:: Exercises to complete ::
1 > According to the Flame monitor review, how bright is the screen on the new Ninja and Shogun Flame?
2 > In the Flame monitor review, write out the passage again starting at the words "Atomos Ninja and" and ending after "to a porta-jib.", renaming "Tesla Motors Australia" to "Tesla Australia".

:: Excerpt to read ::

Atomos Ninja and Shogun Flame Review
Cloakroom Media & Flying Dragon Aerial teamed up on a TVC production for Tesla Motors Australia. We were given two production days to complete the filming, and had put together some cutting edge kit to film from the land and the skies. Included in our arsenal was a pair or Freefly Systems ALTA’s coupled with MoVI M15’s, a Freefly Systems TERO, and a DIY camera chase vehicle, equipped with a DJI Ronin mated to a porta-jib.
The camera of choice was the RED Epic Dragon, we used two of these to decrease setup times between each sequence.
Typically we have been using the Atomos Shogun & Assassin to monitor and record for playback, which have proven to be trouble free and effortless to use, minus a few common drawbacks. As remote Aeriel capture is 95% operated outdoors, we found it generally requires the use of sun hoods, along with really bright nit LCD screens to gauge accurate framing, focus, exposure and camera settings. We were delighted to be invited to test out two pre release products labelled the Atomos Ninja & Shogun Flame, which boasted a new 1500 nit screen and AtomHDR.
Before we go into the experience with the two monitors, here are some features we found worth noting compared to the previous models:
- Shogun Flame is both HDMI & HD SDI IN/OUT
- Ninja Flame is HDMI IN/OUT only
- Eye popping 1500 nit LCD panel
- New improved lightweight casing with bigger heat sink
- Dual Sony L-Series battery plates
- Same drive caddy as Assassin / Shogun 4K recorders
- 4 rubberized corners – Yellow for Shogun / Red for Ninja
- Pre loaded with ATOM HDR viewing
- Pre loaded LUTS for common log gammas
- Identical recording options as Shogun / Assassin
- All new sun hood design (was not available during test)

:: Raw records ::
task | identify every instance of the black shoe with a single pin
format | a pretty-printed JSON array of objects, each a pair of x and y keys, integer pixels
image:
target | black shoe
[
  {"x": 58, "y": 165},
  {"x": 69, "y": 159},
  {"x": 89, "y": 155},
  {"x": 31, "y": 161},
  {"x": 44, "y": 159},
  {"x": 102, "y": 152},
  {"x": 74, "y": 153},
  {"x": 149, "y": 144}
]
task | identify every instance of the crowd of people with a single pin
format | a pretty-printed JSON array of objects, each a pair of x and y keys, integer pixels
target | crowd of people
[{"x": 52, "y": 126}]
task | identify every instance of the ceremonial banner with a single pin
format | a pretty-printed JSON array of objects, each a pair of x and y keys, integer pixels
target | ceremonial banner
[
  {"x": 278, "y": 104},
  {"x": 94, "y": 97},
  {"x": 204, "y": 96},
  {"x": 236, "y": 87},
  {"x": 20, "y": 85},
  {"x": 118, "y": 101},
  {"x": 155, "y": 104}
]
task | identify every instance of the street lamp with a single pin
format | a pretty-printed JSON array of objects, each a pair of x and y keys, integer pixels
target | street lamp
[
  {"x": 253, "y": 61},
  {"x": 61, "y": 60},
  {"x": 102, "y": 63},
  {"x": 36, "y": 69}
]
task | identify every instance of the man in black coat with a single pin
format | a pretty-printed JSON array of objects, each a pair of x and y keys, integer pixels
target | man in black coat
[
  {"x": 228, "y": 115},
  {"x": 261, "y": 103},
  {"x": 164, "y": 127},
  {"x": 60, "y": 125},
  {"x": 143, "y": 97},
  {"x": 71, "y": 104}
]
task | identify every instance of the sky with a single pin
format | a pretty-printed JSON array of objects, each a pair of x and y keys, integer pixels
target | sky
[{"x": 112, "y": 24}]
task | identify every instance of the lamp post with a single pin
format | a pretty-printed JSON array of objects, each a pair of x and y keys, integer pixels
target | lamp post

:: Solved problems ::
1 > 1500 nit

2 >
Atomos Ninja and Shogun Flame Review
Cloakroom Media & Flying Dragon Aerial teamed up on a TVC production for Tesla Australia. We were given two production days to complete the filming, and had put together some cutting edge kit to film from the land and the skies. Included in our arsenal was a pair or Freefly Systems ALTA’s coupled with MoVI M15’s, a Freefly Systems TERO, and a DIY camera chase vehicle, equipped with a DJI Ronin mated to a porta-jib.